____ DATA PROVIDED

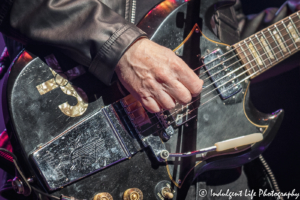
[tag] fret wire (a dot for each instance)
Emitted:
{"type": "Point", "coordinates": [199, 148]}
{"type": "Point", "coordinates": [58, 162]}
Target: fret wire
{"type": "Point", "coordinates": [201, 104]}
{"type": "Point", "coordinates": [276, 42]}
{"type": "Point", "coordinates": [247, 57]}
{"type": "Point", "coordinates": [284, 43]}
{"type": "Point", "coordinates": [263, 47]}
{"type": "Point", "coordinates": [262, 60]}
{"type": "Point", "coordinates": [289, 34]}
{"type": "Point", "coordinates": [252, 55]}
{"type": "Point", "coordinates": [294, 26]}
{"type": "Point", "coordinates": [293, 15]}
{"type": "Point", "coordinates": [268, 43]}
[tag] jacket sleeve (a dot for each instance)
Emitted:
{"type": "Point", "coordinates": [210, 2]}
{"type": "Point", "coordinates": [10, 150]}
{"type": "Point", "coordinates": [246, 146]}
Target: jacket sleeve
{"type": "Point", "coordinates": [86, 30]}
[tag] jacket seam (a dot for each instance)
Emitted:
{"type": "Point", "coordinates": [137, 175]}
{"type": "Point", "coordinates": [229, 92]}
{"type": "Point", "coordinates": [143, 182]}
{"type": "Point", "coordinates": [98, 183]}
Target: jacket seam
{"type": "Point", "coordinates": [107, 45]}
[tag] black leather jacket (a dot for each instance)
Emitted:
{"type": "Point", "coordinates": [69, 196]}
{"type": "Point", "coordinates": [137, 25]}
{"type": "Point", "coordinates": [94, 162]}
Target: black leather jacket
{"type": "Point", "coordinates": [94, 33]}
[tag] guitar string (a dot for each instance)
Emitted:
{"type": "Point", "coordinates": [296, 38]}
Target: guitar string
{"type": "Point", "coordinates": [244, 52]}
{"type": "Point", "coordinates": [277, 46]}
{"type": "Point", "coordinates": [271, 63]}
{"type": "Point", "coordinates": [295, 50]}
{"type": "Point", "coordinates": [288, 20]}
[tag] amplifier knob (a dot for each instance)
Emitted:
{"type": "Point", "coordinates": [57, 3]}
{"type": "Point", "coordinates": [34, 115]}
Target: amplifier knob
{"type": "Point", "coordinates": [103, 196]}
{"type": "Point", "coordinates": [133, 194]}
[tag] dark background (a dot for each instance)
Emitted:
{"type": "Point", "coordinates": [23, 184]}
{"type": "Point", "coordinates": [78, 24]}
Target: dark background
{"type": "Point", "coordinates": [282, 91]}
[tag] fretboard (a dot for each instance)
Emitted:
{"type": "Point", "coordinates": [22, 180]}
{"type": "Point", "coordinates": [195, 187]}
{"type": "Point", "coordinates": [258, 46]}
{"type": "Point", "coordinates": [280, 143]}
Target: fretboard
{"type": "Point", "coordinates": [266, 48]}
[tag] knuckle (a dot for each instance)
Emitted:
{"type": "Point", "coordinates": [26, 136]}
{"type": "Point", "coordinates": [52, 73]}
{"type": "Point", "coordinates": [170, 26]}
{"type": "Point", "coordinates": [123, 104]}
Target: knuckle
{"type": "Point", "coordinates": [169, 106]}
{"type": "Point", "coordinates": [186, 99]}
{"type": "Point", "coordinates": [196, 88]}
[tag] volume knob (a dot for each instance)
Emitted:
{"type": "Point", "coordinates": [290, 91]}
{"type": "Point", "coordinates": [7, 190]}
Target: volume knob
{"type": "Point", "coordinates": [133, 194]}
{"type": "Point", "coordinates": [103, 196]}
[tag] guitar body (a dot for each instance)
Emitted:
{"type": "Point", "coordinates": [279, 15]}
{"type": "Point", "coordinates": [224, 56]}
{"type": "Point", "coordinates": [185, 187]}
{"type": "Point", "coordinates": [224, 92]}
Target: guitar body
{"type": "Point", "coordinates": [42, 110]}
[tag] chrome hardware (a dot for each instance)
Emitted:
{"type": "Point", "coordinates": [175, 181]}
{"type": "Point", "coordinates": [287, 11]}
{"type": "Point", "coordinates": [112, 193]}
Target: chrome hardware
{"type": "Point", "coordinates": [19, 187]}
{"type": "Point", "coordinates": [96, 143]}
{"type": "Point", "coordinates": [103, 196]}
{"type": "Point", "coordinates": [164, 155]}
{"type": "Point", "coordinates": [133, 194]}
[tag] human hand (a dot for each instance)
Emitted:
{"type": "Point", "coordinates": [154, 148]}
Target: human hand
{"type": "Point", "coordinates": [156, 77]}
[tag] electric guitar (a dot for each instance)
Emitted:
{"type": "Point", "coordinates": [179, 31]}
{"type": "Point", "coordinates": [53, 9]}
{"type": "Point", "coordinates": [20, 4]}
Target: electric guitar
{"type": "Point", "coordinates": [82, 139]}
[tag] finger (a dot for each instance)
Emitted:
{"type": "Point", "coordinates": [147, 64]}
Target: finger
{"type": "Point", "coordinates": [150, 104]}
{"type": "Point", "coordinates": [189, 78]}
{"type": "Point", "coordinates": [164, 99]}
{"type": "Point", "coordinates": [178, 91]}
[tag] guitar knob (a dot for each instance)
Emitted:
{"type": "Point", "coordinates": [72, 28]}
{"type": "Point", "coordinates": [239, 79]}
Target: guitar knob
{"type": "Point", "coordinates": [133, 194]}
{"type": "Point", "coordinates": [103, 196]}
{"type": "Point", "coordinates": [167, 193]}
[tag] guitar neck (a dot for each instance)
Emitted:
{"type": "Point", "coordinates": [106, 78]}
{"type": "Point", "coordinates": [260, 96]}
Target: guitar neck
{"type": "Point", "coordinates": [266, 48]}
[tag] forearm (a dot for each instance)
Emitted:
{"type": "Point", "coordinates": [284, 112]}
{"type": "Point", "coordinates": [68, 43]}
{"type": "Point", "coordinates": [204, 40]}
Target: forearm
{"type": "Point", "coordinates": [87, 31]}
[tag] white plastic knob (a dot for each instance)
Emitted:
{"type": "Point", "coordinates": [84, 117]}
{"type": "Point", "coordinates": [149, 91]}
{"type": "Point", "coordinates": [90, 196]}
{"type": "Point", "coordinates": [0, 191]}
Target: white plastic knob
{"type": "Point", "coordinates": [239, 141]}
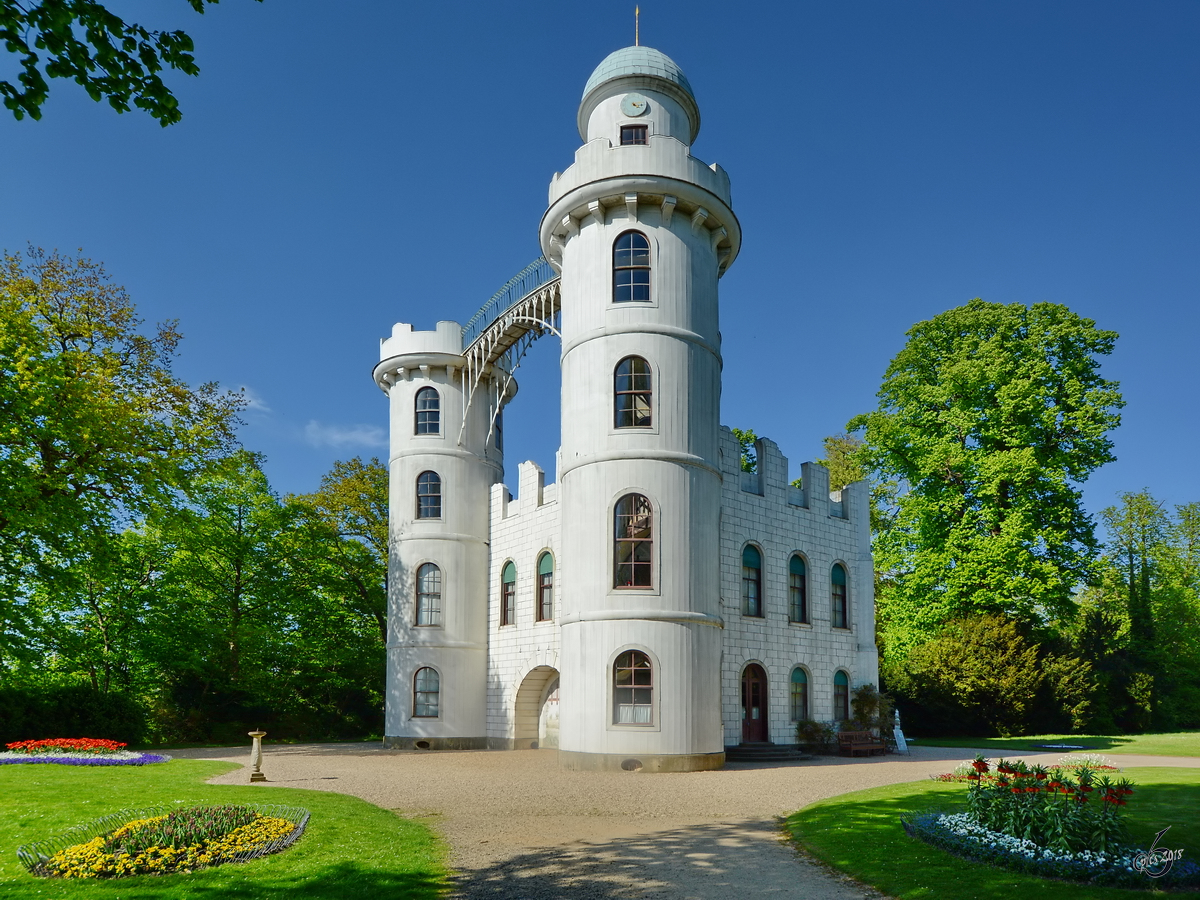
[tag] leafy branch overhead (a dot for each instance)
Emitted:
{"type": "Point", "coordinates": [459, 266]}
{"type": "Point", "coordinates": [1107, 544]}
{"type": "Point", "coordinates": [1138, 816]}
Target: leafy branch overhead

________

▸ STATED EXERCISE
Make a verbatim copy of all the entries and strip out the pictures.

▸ RESULT FOR THIS TASK
[tag] fret wire (a dot for each instance)
Emitted:
{"type": "Point", "coordinates": [199, 148]}
{"type": "Point", "coordinates": [58, 162]}
Target: fret wire
{"type": "Point", "coordinates": [201, 104]}
{"type": "Point", "coordinates": [276, 42]}
{"type": "Point", "coordinates": [247, 57]}
{"type": "Point", "coordinates": [284, 43]}
{"type": "Point", "coordinates": [263, 47]}
{"type": "Point", "coordinates": [262, 60]}
{"type": "Point", "coordinates": [289, 34]}
{"type": "Point", "coordinates": [252, 55]}
{"type": "Point", "coordinates": [294, 26]}
{"type": "Point", "coordinates": [293, 15]}
{"type": "Point", "coordinates": [268, 43]}
[tag] jacket sleeve (a dot for each instance)
Emitted:
{"type": "Point", "coordinates": [210, 2]}
{"type": "Point", "coordinates": [10, 150]}
{"type": "Point", "coordinates": [246, 146]}
Target: jacket sleeve
{"type": "Point", "coordinates": [86, 30]}
[tag] jacket seam (a dot for each instance)
Emitted:
{"type": "Point", "coordinates": [137, 175]}
{"type": "Point", "coordinates": [229, 92]}
{"type": "Point", "coordinates": [143, 182]}
{"type": "Point", "coordinates": [98, 183]}
Target: jacket seam
{"type": "Point", "coordinates": [107, 45]}
[tag] black leather jacket (a dot for each instance)
Emitted:
{"type": "Point", "coordinates": [69, 196]}
{"type": "Point", "coordinates": [137, 25]}
{"type": "Point", "coordinates": [94, 162]}
Target: black leather jacket
{"type": "Point", "coordinates": [94, 33]}
[tag] guitar string (a dot for each instance)
Emitted:
{"type": "Point", "coordinates": [296, 38]}
Target: guitar string
{"type": "Point", "coordinates": [244, 52]}
{"type": "Point", "coordinates": [277, 46]}
{"type": "Point", "coordinates": [271, 63]}
{"type": "Point", "coordinates": [295, 50]}
{"type": "Point", "coordinates": [288, 20]}
[tag] amplifier knob (a dot for each instance)
Emitted:
{"type": "Point", "coordinates": [57, 3]}
{"type": "Point", "coordinates": [34, 115]}
Target: amplifier knob
{"type": "Point", "coordinates": [103, 196]}
{"type": "Point", "coordinates": [133, 194]}
[tag] dark background (a dot for each instance)
Emitted:
{"type": "Point", "coordinates": [23, 184]}
{"type": "Point", "coordinates": [78, 24]}
Target: dark background
{"type": "Point", "coordinates": [282, 91]}
[tag] fretboard (a dot for each instance)
Emitted:
{"type": "Point", "coordinates": [22, 180]}
{"type": "Point", "coordinates": [195, 187]}
{"type": "Point", "coordinates": [258, 46]}
{"type": "Point", "coordinates": [280, 143]}
Target: fretboard
{"type": "Point", "coordinates": [266, 48]}
[tag] knuckle (a dot for each instance)
Emitted:
{"type": "Point", "coordinates": [26, 136]}
{"type": "Point", "coordinates": [52, 73]}
{"type": "Point", "coordinates": [170, 26]}
{"type": "Point", "coordinates": [123, 104]}
Target: knuckle
{"type": "Point", "coordinates": [169, 106]}
{"type": "Point", "coordinates": [186, 99]}
{"type": "Point", "coordinates": [196, 88]}
[tag] volume knob (a dot for each instance)
Emitted:
{"type": "Point", "coordinates": [290, 91]}
{"type": "Point", "coordinates": [7, 190]}
Target: volume knob
{"type": "Point", "coordinates": [133, 194]}
{"type": "Point", "coordinates": [103, 196]}
[tag] guitar body (a dot for each instance)
Emitted:
{"type": "Point", "coordinates": [279, 15]}
{"type": "Point", "coordinates": [224, 56]}
{"type": "Point", "coordinates": [185, 187]}
{"type": "Point", "coordinates": [224, 92]}
Target: guitar body
{"type": "Point", "coordinates": [42, 110]}
[tag] chrome hardware (a dot for each instance)
Emitted:
{"type": "Point", "coordinates": [175, 181]}
{"type": "Point", "coordinates": [287, 11]}
{"type": "Point", "coordinates": [112, 193]}
Target: chrome hardware
{"type": "Point", "coordinates": [19, 187]}
{"type": "Point", "coordinates": [96, 143]}
{"type": "Point", "coordinates": [103, 196]}
{"type": "Point", "coordinates": [164, 155]}
{"type": "Point", "coordinates": [133, 194]}
[tag] human hand (a dot for each instance)
Emitted:
{"type": "Point", "coordinates": [154, 148]}
Target: human hand
{"type": "Point", "coordinates": [156, 77]}
[tag] electric guitar (a dot for each instance)
Emitted:
{"type": "Point", "coordinates": [179, 31]}
{"type": "Point", "coordinates": [53, 9]}
{"type": "Point", "coordinates": [20, 4]}
Target: electric guitar
{"type": "Point", "coordinates": [82, 139]}
[tag] finger (a dot for each instance)
Emitted:
{"type": "Point", "coordinates": [147, 64]}
Target: finger
{"type": "Point", "coordinates": [150, 104]}
{"type": "Point", "coordinates": [189, 78]}
{"type": "Point", "coordinates": [164, 99]}
{"type": "Point", "coordinates": [178, 91]}
[tag] guitar knob (a dot for each instance)
Emitted:
{"type": "Point", "coordinates": [72, 28]}
{"type": "Point", "coordinates": [239, 79]}
Target: guitar knob
{"type": "Point", "coordinates": [133, 194]}
{"type": "Point", "coordinates": [103, 196]}
{"type": "Point", "coordinates": [167, 193]}
[tag] guitar neck (a dot for each instance)
Emitted:
{"type": "Point", "coordinates": [106, 78]}
{"type": "Point", "coordinates": [260, 96]}
Target: guitar neck
{"type": "Point", "coordinates": [266, 48]}
[tag] forearm (a dot for each instance)
Emitted:
{"type": "Point", "coordinates": [284, 112]}
{"type": "Point", "coordinates": [68, 43]}
{"type": "Point", "coordinates": [204, 40]}
Target: forearm
{"type": "Point", "coordinates": [87, 31]}
[tag] white plastic knob (a dot for each instance)
Emitted:
{"type": "Point", "coordinates": [84, 117]}
{"type": "Point", "coordinates": [149, 91]}
{"type": "Point", "coordinates": [90, 196]}
{"type": "Point", "coordinates": [0, 191]}
Target: white plastic knob
{"type": "Point", "coordinates": [239, 141]}
[tag] leafy branch overhead (a dot for each instance)
Emitted:
{"type": "Point", "coordinates": [459, 266]}
{"type": "Point", "coordinates": [1107, 544]}
{"type": "Point", "coordinates": [1138, 816]}
Target: leafy branch overhead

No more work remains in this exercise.